Add 138 to every x and y coordinate in the answers of the rows below, and reproduce in full the part that opens with the line containing "of the tree" and closes with the line containing "[[420, 237]]", with all other text left unchanged.

— Start —

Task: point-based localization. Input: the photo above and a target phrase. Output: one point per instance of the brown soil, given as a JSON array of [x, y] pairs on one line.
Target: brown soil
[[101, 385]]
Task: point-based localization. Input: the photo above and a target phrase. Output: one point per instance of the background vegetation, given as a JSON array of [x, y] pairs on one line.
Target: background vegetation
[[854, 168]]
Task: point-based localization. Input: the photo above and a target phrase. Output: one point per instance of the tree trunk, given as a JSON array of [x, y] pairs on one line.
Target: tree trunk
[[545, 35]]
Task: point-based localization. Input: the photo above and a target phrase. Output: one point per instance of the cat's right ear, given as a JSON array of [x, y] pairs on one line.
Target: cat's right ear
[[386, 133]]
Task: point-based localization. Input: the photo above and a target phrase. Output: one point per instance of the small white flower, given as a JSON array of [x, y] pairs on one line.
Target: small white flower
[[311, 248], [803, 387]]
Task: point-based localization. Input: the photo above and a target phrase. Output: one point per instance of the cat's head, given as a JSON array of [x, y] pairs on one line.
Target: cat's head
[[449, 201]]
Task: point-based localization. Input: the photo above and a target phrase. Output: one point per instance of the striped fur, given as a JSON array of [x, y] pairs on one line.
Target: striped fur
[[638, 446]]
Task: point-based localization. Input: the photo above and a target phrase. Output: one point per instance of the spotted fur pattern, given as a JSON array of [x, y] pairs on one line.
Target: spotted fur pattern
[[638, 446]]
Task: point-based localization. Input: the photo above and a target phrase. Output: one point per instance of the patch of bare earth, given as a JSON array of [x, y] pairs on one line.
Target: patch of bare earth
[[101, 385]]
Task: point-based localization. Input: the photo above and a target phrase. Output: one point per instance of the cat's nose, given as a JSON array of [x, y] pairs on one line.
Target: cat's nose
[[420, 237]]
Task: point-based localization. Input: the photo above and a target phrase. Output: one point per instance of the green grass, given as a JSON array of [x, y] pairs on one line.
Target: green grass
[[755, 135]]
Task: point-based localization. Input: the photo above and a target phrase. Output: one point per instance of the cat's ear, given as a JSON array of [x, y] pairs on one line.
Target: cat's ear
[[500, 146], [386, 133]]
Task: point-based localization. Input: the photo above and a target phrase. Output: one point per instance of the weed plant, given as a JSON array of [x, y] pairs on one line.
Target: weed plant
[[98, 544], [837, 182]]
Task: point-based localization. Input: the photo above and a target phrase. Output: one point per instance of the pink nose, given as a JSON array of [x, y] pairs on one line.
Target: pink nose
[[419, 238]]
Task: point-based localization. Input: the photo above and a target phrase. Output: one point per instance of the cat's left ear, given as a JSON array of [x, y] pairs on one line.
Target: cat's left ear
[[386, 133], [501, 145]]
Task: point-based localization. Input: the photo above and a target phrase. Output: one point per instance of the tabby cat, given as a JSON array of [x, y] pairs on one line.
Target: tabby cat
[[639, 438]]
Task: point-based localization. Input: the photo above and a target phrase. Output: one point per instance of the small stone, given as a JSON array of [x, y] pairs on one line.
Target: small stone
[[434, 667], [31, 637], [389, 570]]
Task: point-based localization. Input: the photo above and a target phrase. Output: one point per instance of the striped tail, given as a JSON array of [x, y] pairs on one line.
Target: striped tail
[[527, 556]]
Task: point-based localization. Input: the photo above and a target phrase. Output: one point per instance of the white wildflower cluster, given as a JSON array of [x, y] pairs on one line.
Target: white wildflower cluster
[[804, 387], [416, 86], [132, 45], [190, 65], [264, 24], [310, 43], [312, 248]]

— End —

* Solution for this problem
Task: point-based localization. Input: the photo above and a target phrase. Output: one point per instance of the tree trunk, given as a JSON array of [x, y] pairs on one line.
Target: tree trunk
[[683, 173]]
Task: point-based localization. Input: the photo above and a target phrase. Output: one point per instance of the cat's right ear, given as a JSON array of [x, y] pairs on one line.
Target: cat's right ear
[[524, 271]]
Task: point-based localization. Input: the photo above and a target phrase. Output: one point per instance of the small white flower, given as a JSON array of [x, y] pairs on one line.
Target: small white flower
[[449, 386], [941, 525]]
Task: point-based localization. Input: the photo above and a target phrase. Output: one point per instance of the cat's head, given as a JSON array of [x, y] pairs on one line.
Target: cat's head
[[587, 339]]
Task: point-based localization. Input: the photo above and a target phrase. Output: one point per instance of the striped fur, given as a JSON array of [x, y] pairs on one line.
Target: striped fur
[[776, 584]]
Task: point-based localization. Input: the photo above and a target phrase. Output: one point per instance of the spotted fur pattern, given as a JSON array of [x, y] pairs on one line.
Target: spotted fur pattern
[[776, 584]]
Task: point-based localization. Input: the photo above and a target phrase. Output: one point per instance of the patch of bare earth, given as a JSON array of [x, y] pairs on one line.
Target: patch of bare earth
[[239, 523]]
Task: point-based localization. Input: the photo above and a target phrase. Output: one point per instance of the cat's nose, given as a JSON array of [x, y] pairs on one line.
Target: cat's nose
[[558, 375]]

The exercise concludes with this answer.